### [Fragment do przeczytania]
Wideo-wywiad z jednym z twórców gry Tom Clancy's End War, przeprowadzony przez popularny branżowy serwis internetowy GameSpot, ujawnił trochę nowych informacji na temat tej pozycji, przygotowywanej przez studio Ubisoft Shanghai i planowanej na początek 2008 roku. Jak wiadomo, gracz wcieli się w niej w niej w dowódcę wojsk walczących na froncie III wojny światowej. Żądni szczegółów? Następne akapity są dla Was.

Proces tworzenia jednostek został porównany do kreacji bohatera w typowej grze RPG, tylko oczywiście na znacznie większą skalę. Będą one oczywiście zdobywały na polu walki doświadczenie, a wraz z postępami w rozgrywce staną sie dla nich dostępne liczne ulepszenia. Gra nastawiona jest na tryb multiplayer - rozgrywka w nim to nieustanna, globalna walka – gracz po zalogowaniu się zobaczy mapę świata, na której będą zaznaczone aktualnie trwające potyczki. Będzie mógł wybrać stronę konfliktu, przybliżyć kamerę do miejsca, które go interesuje i przejąć w nim kontrolę nad konkretnymi jednostkami armii.

### [Zadanie A]
Zwróć bez zmian fragment tekstu o grze Tom Clancy's End War od słów „Proces tworzenia jednostek” aż do słów „konkretnymi jednostkami armii.” włącznie.
### [Zadanie B]
Wznów tekst o grze Tom Clancy's End War, zaczynając zaraz po jego ostatnim zdaniu.

### [Wykaz rekordów]
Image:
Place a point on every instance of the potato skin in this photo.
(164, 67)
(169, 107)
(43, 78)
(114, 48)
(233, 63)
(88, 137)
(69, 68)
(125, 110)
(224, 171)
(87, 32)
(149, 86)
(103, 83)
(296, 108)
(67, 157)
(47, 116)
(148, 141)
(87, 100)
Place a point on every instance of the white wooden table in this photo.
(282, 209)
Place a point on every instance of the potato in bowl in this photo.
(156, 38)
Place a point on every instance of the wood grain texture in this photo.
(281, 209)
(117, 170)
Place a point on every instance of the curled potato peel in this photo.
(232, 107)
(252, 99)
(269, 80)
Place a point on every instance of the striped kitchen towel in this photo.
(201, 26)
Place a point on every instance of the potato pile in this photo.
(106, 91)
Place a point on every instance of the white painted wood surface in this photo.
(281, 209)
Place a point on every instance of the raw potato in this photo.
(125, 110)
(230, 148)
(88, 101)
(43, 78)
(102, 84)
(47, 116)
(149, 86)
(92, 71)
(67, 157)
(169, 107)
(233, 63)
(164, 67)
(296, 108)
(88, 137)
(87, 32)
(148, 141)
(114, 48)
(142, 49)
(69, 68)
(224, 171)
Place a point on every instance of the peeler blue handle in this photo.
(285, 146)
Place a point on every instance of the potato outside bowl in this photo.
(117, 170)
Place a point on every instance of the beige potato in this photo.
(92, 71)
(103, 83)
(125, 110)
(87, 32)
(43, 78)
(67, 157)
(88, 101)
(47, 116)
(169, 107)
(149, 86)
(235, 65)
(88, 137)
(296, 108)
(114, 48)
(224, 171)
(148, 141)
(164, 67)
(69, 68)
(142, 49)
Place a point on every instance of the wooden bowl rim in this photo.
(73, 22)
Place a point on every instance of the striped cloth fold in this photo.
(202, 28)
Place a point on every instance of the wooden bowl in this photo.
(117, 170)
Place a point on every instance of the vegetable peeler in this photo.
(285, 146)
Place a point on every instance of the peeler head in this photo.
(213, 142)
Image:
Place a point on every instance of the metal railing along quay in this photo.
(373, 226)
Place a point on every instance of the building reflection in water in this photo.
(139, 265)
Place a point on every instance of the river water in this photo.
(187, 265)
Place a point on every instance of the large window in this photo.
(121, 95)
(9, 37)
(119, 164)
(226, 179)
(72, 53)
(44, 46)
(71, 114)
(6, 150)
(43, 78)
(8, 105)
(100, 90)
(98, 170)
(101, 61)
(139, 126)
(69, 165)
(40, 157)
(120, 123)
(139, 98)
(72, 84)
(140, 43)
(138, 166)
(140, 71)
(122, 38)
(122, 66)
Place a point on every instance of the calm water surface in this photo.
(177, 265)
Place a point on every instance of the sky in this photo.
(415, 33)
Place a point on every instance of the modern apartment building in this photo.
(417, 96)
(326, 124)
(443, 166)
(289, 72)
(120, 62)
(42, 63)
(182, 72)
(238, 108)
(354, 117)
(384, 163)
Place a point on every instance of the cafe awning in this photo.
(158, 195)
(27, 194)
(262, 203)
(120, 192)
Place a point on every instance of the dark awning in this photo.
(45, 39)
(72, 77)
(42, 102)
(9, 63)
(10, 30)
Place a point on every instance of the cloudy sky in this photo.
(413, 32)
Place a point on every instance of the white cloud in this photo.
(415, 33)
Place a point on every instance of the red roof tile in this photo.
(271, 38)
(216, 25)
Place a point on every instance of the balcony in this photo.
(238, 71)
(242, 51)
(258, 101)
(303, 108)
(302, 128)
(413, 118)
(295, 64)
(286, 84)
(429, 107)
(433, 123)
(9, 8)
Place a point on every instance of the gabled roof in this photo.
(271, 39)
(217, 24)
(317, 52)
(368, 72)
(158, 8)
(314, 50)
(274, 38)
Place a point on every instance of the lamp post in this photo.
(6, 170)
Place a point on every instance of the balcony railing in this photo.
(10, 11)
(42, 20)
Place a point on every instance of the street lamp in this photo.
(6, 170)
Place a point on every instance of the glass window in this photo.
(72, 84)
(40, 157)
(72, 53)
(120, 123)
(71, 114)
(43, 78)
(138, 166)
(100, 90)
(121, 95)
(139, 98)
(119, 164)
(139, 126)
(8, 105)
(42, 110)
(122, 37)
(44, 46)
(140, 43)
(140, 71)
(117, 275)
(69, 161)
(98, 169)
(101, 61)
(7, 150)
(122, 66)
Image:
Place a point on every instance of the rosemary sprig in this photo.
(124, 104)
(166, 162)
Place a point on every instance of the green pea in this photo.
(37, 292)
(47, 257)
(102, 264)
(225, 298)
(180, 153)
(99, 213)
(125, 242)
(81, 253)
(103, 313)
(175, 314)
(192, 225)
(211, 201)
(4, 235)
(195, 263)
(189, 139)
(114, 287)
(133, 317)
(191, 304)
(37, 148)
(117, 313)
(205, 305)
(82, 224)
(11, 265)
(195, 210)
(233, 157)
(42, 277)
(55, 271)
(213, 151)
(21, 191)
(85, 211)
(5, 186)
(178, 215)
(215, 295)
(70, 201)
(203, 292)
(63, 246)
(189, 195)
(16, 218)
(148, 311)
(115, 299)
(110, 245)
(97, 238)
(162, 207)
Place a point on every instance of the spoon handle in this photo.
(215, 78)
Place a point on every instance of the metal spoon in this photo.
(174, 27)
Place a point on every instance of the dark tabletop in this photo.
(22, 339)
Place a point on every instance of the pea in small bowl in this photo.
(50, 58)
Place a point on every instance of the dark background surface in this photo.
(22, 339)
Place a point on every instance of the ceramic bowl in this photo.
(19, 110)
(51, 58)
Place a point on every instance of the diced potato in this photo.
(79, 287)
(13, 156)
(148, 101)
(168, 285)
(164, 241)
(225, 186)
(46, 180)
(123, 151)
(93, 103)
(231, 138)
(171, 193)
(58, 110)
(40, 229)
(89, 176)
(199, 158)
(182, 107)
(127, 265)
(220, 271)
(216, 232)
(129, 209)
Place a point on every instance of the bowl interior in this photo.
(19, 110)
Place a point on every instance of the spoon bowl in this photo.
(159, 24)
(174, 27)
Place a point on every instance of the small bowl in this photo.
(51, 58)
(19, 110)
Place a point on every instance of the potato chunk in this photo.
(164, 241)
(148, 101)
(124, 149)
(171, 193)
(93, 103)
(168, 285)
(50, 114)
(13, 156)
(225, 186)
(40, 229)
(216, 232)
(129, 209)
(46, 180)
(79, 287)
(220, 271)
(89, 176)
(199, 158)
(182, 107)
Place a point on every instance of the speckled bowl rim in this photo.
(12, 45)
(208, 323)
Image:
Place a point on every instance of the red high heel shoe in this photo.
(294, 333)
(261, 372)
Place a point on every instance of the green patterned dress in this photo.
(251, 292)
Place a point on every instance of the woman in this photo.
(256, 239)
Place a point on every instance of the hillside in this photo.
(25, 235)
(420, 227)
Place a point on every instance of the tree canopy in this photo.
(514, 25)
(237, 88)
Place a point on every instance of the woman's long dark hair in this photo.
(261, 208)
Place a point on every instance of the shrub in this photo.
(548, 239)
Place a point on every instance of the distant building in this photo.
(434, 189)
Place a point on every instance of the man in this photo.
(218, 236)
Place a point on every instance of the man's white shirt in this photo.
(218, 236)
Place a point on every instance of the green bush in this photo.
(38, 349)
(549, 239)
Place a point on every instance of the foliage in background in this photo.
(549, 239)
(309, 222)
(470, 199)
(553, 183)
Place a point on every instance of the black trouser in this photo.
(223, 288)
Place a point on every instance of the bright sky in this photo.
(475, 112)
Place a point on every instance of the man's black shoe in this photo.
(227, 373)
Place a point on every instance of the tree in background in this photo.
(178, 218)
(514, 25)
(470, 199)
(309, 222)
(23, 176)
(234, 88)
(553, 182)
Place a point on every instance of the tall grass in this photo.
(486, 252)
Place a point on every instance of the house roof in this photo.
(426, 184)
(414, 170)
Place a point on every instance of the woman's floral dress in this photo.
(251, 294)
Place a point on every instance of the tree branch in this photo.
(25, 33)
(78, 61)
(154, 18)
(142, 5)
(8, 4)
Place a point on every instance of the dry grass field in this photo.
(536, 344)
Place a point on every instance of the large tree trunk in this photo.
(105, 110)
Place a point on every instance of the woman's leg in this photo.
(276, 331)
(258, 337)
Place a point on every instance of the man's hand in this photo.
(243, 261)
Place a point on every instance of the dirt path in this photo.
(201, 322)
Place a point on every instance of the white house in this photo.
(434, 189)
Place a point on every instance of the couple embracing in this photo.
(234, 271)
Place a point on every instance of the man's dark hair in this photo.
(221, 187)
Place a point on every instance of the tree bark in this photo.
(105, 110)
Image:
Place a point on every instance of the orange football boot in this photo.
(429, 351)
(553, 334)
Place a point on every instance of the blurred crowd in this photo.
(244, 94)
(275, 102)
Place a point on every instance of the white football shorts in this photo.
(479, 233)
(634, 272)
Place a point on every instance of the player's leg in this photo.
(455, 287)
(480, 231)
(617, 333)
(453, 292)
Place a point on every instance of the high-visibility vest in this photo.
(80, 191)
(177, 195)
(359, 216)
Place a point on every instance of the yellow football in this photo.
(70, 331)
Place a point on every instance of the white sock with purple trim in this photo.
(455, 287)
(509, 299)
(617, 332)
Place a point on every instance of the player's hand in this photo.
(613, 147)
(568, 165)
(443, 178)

### [Odpowiedź A]
Proces tworzenia jednostek został porównany do kreacji bohatera w typowej grze RPG, tylko oczywiście na znacznie większą skalę. Będą one oczywiście zdobywały na polu walki doświadczenie, a wraz z postępami w rozgrywce staną sie dla nich dostępne liczne ulepszenia. Gra nastawiona jest na tryb multiplayer - rozgrywka w nim to nieustanna, globalna walka – gracz po zalogowaniu się zobaczy mapę świata, na której będą zaznaczone aktualnie trwające potyczki. Będzie mógł wybrać stronę konfliktu, przybliżyć kamerę do miejsca, które go interesuje i przejąć w nim kontrolę nad konkretnymi jednostkami armii.

### [Odpowiedź B]
Co 24 godziny gra będzie sumować wygrane i przegrane każdej ze stron i odpowiednio przesuwać linie frontu. W jednej bitwie będzie mogło brać udział do 12 graczy. Im będzie ich więcej, tym mniej jednostek zostanie oddane pod ich kontrolę - każdemu zostanie przydzielona ich odpowiednia ilość, zależnie od ogólnej liczby wojska podczas konkretnej potyczki. Skoncentrowanie na rozgrywce online jest tak duże, że nawet walki w trybie quick match będą się zaliczać do globalnej wojennej statystyki – opcja szybkich potyczek w trybie dla pojedynczego gracza będzie domyślnie wyłączona.
Na koniec najciekawsza wiadomość - swoją wypowiedź pracownik Ubisoftu zakończył zdaniem „Tom Clancy's EndWar ukaże się w lutym 2008 roku, w wersjach na Xboksa 360, PS3 i PC”. To duże zaskoczenie, gdyż do tej pory grę zapowiadano jako tworzoną specjalnie i wyłącznie pod konsole nowej generacji. Czyżby przekonanie, że ktoś wcześniej już ujawnił tę informację doprowadziło do takiego niespodziewanego oświadczenia? Wyciek kontrolowany czy też nie – mało ważne. Ważne, że pecetowcy również doczekają się pierwszej strategii sygnowanej przez Toma Clancy'ego. Co za czasy - żeby właściciele PC musieli martwić się, czy jakiś RTS wyjdzie również na ich maszyny...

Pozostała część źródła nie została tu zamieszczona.